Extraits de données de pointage
┄┄┄┄┄┄

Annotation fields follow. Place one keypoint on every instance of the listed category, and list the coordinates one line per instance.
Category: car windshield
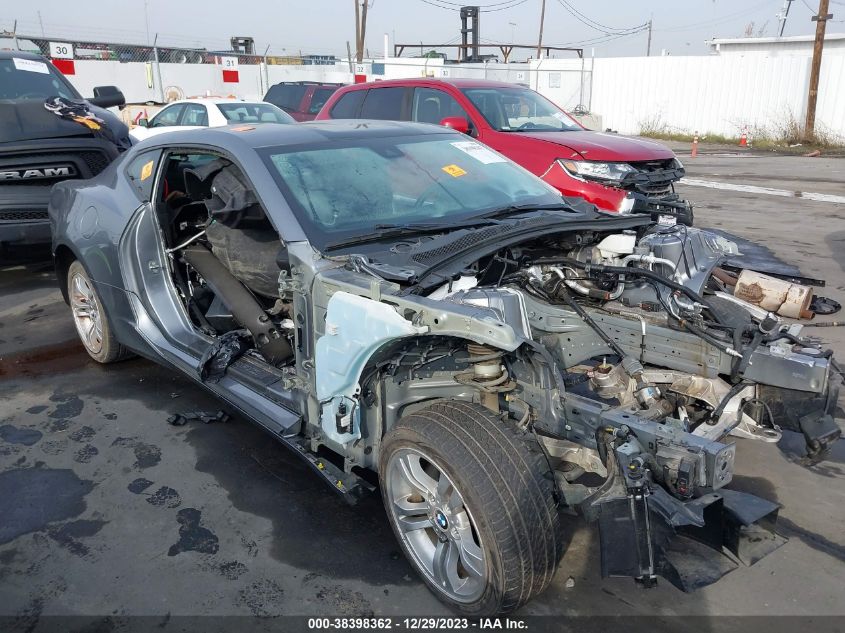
(32, 79)
(344, 189)
(519, 110)
(254, 113)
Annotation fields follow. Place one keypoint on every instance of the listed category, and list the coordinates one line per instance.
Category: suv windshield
(32, 79)
(254, 113)
(344, 189)
(519, 110)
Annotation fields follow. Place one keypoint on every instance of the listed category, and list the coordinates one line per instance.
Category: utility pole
(784, 12)
(360, 29)
(540, 38)
(821, 21)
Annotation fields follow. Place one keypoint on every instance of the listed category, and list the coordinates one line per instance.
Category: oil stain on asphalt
(192, 536)
(14, 435)
(30, 498)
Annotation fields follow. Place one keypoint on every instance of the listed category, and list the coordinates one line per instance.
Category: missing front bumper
(689, 543)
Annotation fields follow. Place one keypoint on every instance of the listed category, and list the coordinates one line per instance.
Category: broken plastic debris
(181, 419)
(222, 353)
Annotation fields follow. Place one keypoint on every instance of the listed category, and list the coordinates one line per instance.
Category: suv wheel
(90, 319)
(470, 499)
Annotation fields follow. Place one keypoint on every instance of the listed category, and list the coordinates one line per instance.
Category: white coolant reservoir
(616, 245)
(464, 283)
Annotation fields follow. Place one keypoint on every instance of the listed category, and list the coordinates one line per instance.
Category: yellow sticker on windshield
(147, 170)
(454, 171)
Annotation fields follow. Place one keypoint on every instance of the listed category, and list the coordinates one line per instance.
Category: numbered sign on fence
(62, 55)
(230, 69)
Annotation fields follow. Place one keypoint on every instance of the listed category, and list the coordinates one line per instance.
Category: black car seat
(240, 234)
(429, 111)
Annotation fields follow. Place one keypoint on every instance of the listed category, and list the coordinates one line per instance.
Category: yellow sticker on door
(454, 171)
(147, 170)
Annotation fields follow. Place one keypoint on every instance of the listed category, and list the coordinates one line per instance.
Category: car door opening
(226, 255)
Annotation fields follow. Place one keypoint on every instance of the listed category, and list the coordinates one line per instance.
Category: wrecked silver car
(398, 299)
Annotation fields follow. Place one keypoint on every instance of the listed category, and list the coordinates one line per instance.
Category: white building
(794, 45)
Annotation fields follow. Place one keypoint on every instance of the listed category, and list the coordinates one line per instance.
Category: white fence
(708, 94)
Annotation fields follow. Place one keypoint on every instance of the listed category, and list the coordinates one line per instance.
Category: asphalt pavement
(107, 510)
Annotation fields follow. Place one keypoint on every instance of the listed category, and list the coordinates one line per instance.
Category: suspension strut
(488, 373)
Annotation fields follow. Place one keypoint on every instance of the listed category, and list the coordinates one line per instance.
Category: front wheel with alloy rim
(90, 319)
(471, 501)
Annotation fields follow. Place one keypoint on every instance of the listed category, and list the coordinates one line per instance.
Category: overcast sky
(313, 26)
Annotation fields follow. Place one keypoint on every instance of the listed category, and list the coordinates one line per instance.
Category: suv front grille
(653, 177)
(23, 215)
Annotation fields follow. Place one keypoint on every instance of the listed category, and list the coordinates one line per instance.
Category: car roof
(21, 55)
(242, 136)
(424, 81)
(218, 100)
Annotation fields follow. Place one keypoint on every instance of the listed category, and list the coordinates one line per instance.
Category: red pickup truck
(616, 173)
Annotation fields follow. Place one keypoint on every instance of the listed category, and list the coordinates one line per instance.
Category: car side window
(384, 104)
(194, 114)
(319, 98)
(432, 106)
(287, 96)
(169, 116)
(348, 105)
(140, 172)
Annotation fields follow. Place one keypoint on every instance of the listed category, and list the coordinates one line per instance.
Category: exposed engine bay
(622, 350)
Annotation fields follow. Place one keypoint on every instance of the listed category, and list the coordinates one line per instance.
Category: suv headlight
(608, 173)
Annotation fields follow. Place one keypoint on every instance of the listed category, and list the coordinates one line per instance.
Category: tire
(505, 492)
(90, 318)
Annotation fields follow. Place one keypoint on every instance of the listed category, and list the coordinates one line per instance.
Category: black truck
(40, 147)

┄┄┄┄┄┄

— Travail demandé —
Relevez toutes les lignes du jeu de données qui contiennent le mot « white », en tenant compte de la casse.

— Réponse rédigée —
Category: white coolant reservoir
Category: white building
Category: white fence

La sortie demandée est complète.